■ **QUOTED PASSAGE**:
==*==
After cloning, you can restore the same skills from the lockfile from the repository root:

npx skills experimental_install

experimental_install is the current CLI command that reads skills-lock.json. Adding a package updates the lockfile — for example:

npx skills add https://github.com/cloudflare/skills
npx skills add ueberdosis/tiptap
npx skills add vercel-labs/agent-skills
npx skills add resend/email-best-practices

If you add or change skills for the team, commit the updated skills-lock.json.

Making changes

  1. Create a new branch for your changes

    git checkout -b feature/your-feature
  2. Before committing your changes make sure to run the lint and format commands (via ultracite/Biome) to catch any issues

    pnpm format

    or if you would rather fix issues yourself, run the following to list problems without fixing

    pnpm lint
  3. Test your changes and make sure they work and run a build

    pnpm build
  4. If your build succeeds you can go ahead and make a commit using conventional commit messages

git commit -m "fix(cms): fix sidebar overflow issue"
==*==
■ **SET TASK**: List every argument passed to `npx skills add` in the setup instructions.
==*==
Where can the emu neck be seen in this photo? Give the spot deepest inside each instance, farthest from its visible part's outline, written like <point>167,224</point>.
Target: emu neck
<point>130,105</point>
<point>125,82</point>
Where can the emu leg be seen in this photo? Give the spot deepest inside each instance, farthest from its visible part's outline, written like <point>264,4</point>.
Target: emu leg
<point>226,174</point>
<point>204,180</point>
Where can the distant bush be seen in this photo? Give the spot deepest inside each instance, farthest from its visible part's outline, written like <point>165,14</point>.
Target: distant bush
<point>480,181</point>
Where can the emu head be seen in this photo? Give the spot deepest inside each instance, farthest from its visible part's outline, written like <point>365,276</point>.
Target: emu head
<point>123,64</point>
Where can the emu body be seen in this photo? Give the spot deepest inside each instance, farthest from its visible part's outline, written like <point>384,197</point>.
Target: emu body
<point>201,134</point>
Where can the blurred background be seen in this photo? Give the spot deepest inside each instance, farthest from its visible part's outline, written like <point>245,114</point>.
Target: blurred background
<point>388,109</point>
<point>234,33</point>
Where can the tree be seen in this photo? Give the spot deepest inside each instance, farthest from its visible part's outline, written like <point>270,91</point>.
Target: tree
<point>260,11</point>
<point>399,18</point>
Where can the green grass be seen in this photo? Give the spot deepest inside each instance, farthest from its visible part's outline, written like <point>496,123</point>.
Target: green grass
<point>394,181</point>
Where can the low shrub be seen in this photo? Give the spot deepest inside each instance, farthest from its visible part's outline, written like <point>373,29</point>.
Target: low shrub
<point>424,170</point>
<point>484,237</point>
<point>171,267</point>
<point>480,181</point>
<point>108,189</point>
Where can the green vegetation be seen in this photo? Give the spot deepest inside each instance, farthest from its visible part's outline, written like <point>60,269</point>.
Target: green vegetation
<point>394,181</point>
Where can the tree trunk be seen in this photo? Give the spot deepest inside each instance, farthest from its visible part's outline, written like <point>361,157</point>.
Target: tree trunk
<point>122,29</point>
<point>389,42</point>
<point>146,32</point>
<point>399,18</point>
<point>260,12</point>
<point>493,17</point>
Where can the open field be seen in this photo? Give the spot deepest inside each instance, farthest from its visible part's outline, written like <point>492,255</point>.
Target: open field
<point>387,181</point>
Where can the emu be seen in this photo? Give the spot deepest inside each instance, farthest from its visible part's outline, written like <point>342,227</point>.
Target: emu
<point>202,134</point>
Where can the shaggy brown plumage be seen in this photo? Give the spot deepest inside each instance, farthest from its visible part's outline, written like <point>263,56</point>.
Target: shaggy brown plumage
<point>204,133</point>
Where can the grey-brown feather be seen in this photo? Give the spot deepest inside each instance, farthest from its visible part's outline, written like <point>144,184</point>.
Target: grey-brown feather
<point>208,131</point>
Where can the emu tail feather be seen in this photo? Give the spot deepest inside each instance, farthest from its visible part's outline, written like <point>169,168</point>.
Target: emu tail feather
==*==
■ **CORRECT OUTPUT**:
- https://github.com/cloudflare/skills
- ueberdosis/tiptap
- vercel-labs/agent-skills
- resend/email-best-practices